Task data:

:::

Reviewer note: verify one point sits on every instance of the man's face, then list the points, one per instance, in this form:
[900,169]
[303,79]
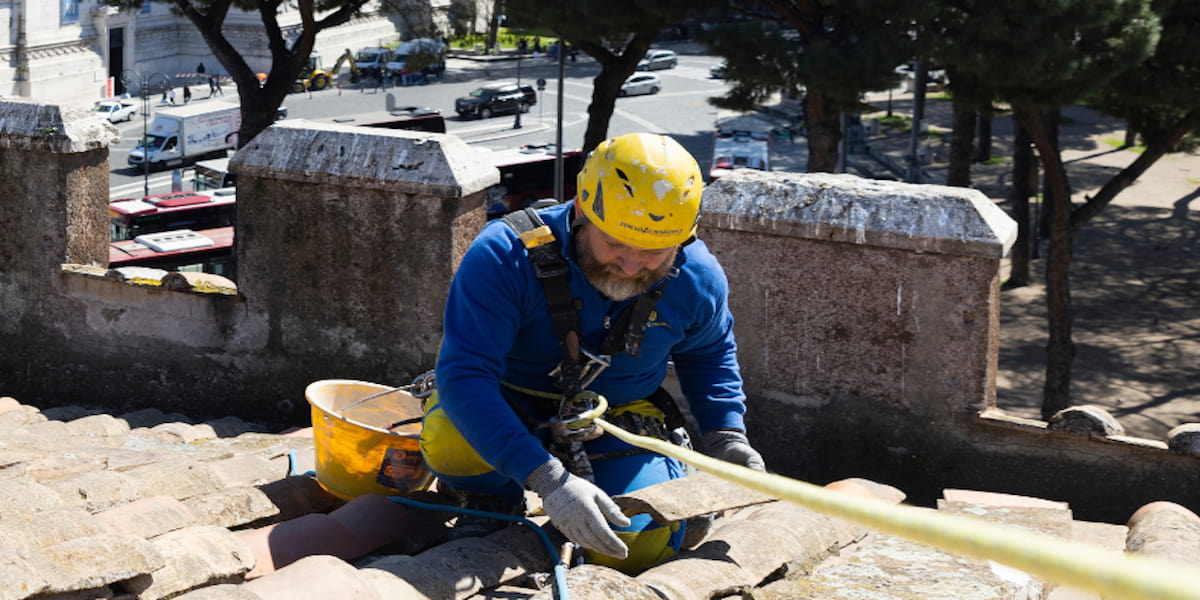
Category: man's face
[616,269]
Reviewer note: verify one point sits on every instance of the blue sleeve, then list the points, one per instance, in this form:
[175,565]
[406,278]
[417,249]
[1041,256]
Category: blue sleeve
[483,316]
[706,360]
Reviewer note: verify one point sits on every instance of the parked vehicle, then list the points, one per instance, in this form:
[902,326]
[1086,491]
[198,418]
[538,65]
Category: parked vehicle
[658,59]
[496,99]
[131,217]
[425,54]
[641,83]
[316,77]
[187,133]
[741,143]
[117,111]
[372,61]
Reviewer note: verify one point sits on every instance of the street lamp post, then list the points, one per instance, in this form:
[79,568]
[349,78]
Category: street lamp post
[155,83]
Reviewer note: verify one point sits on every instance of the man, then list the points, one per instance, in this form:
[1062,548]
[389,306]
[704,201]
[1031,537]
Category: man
[628,247]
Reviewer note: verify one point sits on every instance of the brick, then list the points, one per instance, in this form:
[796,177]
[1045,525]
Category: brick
[19,417]
[197,557]
[63,466]
[99,425]
[180,479]
[48,430]
[232,508]
[21,576]
[51,527]
[185,432]
[246,469]
[99,490]
[85,563]
[9,403]
[298,496]
[319,576]
[24,496]
[221,592]
[148,517]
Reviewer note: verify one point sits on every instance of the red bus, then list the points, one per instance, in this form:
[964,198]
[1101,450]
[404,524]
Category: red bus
[527,174]
[183,250]
[131,217]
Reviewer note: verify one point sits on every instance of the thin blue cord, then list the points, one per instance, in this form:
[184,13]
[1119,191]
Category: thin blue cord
[561,592]
[559,568]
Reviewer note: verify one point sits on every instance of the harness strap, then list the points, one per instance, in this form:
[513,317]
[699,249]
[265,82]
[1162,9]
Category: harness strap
[546,256]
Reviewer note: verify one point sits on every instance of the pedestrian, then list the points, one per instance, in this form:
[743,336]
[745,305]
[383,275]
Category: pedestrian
[635,285]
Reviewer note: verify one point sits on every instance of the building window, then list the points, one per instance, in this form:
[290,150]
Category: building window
[70,11]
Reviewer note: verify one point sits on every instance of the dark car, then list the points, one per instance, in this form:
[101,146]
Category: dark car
[496,99]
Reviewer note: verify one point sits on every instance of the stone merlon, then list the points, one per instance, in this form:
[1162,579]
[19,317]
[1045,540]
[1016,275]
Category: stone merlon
[59,129]
[407,161]
[849,209]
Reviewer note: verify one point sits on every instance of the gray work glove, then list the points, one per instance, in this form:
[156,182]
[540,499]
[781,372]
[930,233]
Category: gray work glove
[579,509]
[731,445]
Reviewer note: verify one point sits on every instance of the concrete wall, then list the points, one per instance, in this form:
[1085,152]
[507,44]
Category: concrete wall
[347,241]
[867,311]
[867,315]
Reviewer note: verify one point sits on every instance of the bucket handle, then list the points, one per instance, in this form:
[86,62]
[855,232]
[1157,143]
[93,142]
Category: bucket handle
[421,388]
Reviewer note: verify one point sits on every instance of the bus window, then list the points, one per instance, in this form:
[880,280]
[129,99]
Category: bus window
[180,210]
[213,174]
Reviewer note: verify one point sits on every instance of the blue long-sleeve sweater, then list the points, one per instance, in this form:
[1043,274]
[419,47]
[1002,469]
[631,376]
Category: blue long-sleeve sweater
[498,328]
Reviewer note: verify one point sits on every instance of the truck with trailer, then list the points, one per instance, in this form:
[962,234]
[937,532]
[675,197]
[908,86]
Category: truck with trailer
[187,133]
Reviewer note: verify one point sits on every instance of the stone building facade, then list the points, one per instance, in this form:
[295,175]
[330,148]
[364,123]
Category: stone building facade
[77,51]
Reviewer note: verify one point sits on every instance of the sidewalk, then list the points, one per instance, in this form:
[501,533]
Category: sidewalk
[1135,280]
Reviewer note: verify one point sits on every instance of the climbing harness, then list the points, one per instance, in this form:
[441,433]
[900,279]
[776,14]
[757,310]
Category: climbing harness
[580,366]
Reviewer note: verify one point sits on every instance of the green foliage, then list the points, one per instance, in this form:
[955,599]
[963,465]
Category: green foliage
[1157,94]
[839,49]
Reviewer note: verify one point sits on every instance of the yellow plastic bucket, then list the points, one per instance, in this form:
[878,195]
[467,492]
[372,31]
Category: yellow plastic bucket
[358,448]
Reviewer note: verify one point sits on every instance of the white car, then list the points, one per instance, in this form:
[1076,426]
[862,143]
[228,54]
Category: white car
[117,109]
[658,59]
[641,83]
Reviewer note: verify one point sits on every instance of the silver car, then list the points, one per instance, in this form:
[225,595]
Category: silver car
[641,83]
[658,59]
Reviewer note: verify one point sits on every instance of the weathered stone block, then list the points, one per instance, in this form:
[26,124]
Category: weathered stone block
[85,563]
[148,517]
[99,490]
[197,557]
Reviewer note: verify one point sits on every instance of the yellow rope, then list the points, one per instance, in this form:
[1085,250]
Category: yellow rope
[1053,559]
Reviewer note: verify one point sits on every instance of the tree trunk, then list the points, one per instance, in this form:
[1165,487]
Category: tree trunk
[823,126]
[961,143]
[1025,184]
[1060,347]
[1050,120]
[615,69]
[983,151]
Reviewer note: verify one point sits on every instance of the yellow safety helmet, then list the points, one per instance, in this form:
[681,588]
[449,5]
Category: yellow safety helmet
[643,190]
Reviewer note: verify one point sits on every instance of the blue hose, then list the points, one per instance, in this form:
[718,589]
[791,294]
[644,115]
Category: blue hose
[561,592]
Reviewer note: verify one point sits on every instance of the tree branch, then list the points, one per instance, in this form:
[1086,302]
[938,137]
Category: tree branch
[1125,179]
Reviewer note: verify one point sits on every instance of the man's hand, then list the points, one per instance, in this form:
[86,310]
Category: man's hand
[580,509]
[731,445]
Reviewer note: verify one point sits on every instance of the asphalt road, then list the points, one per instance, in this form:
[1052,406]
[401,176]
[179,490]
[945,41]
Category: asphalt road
[679,109]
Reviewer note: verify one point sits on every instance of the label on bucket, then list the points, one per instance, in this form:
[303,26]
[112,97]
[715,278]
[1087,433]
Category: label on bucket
[400,468]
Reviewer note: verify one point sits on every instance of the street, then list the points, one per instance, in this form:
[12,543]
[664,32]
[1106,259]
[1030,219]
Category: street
[681,111]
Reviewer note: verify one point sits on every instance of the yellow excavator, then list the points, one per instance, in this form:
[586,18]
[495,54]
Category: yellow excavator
[318,78]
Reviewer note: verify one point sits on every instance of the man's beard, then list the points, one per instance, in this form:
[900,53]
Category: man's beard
[611,281]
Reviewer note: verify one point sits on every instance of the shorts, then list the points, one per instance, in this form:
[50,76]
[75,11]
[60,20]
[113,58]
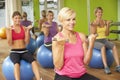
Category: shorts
[16,55]
[84,77]
[99,43]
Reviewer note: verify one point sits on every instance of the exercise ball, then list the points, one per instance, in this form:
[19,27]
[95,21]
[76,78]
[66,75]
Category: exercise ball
[40,40]
[32,46]
[26,72]
[96,60]
[44,57]
[3,33]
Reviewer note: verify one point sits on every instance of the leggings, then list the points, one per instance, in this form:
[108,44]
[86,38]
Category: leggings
[84,77]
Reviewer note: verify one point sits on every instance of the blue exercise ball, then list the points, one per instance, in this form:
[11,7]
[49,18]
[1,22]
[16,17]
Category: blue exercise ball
[26,72]
[44,57]
[96,60]
[40,40]
[32,46]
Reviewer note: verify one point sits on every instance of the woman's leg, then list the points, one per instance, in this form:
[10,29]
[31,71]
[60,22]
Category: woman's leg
[60,77]
[17,71]
[15,58]
[36,70]
[103,53]
[86,77]
[29,57]
[115,55]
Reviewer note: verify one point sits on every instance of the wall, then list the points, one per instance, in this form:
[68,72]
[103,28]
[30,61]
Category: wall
[80,6]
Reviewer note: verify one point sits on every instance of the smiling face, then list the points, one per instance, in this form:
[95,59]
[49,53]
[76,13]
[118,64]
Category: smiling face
[16,17]
[98,12]
[69,22]
[67,18]
[50,15]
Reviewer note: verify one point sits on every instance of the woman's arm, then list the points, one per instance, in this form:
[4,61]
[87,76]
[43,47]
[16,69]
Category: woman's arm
[88,49]
[9,35]
[58,52]
[93,29]
[107,27]
[27,34]
[45,29]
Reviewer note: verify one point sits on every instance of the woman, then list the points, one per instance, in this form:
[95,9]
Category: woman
[49,29]
[18,37]
[70,50]
[43,19]
[101,27]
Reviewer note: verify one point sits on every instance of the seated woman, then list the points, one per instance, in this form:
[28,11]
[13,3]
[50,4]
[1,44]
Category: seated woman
[18,37]
[101,27]
[50,29]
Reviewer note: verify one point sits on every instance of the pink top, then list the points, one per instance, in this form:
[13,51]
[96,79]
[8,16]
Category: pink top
[73,59]
[17,36]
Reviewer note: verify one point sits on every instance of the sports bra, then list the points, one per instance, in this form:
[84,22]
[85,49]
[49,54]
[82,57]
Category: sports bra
[20,35]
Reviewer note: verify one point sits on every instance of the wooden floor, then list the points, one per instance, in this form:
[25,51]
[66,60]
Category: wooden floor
[48,74]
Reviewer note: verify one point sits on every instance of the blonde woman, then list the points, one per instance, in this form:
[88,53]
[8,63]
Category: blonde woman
[70,50]
[101,27]
[18,37]
[50,29]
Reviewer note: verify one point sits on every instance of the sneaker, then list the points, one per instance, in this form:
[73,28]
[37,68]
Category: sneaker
[107,70]
[118,68]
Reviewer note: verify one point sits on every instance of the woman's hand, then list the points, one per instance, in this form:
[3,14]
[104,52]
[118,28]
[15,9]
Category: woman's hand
[29,27]
[108,22]
[92,37]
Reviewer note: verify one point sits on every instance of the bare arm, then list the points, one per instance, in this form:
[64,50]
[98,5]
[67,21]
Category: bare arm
[9,35]
[88,49]
[93,28]
[107,27]
[45,29]
[27,34]
[58,52]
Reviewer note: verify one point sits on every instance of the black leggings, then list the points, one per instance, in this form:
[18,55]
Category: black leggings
[84,77]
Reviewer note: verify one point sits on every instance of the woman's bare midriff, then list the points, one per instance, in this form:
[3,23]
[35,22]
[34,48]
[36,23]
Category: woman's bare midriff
[18,44]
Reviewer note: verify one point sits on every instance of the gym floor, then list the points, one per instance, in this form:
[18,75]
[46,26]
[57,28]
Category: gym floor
[48,74]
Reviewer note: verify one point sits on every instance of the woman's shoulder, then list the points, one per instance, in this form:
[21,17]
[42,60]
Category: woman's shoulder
[82,36]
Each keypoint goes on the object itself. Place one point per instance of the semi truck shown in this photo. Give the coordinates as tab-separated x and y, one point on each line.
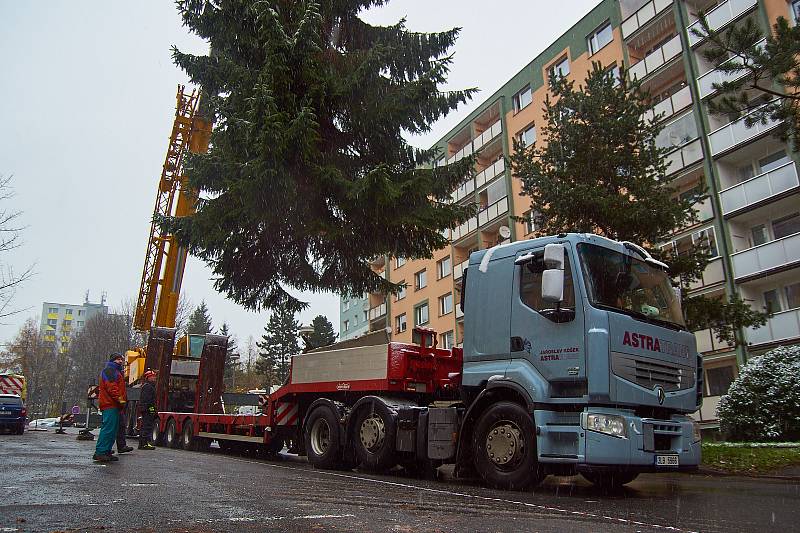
575	359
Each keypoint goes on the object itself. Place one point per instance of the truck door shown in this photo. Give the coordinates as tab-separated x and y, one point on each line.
549	336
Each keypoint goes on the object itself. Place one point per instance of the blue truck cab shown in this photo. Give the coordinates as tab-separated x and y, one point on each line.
588	334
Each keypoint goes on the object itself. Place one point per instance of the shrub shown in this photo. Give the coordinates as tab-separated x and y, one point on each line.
763	403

:::

Task details: Rewrite the stretch from the line containing "woman's shoulder, then" through the end of the records, requests included, and shift every coordinate in the answers up by 122, leaving the sample points in the requests unchanged. Leave the pictures out of your answer.

The answer:
Reviewer note: verify one point sits on every instance of the woman's shoulder, then list the points, one per instance, in this form:
[21,17]
[42,60]
Category: woman's shoulder
[204,158]
Each keypoint goes on the object itself. Place one point per instance of the semi truck shown in this photo. Give the coordinates as tab-separated x and y, one point on each line.
697	481
Each keypoint goes on the object itself. Place one point per instance of the truck door shown in this photo. Give the coordinates as tab-separated x and y, one point on each line.
671	458
Each keypoint goes on the object itself. Place one point per instance of the blue truck cab shown in this photo. Give the coordinates as tab-separated x and y, one point on each line.
710	456
Each keypoint goes on the object itself. Place one point per instance of the shrub shown in this photo. Give the coordinates as tab-separated x and y, one point on each line.
885	525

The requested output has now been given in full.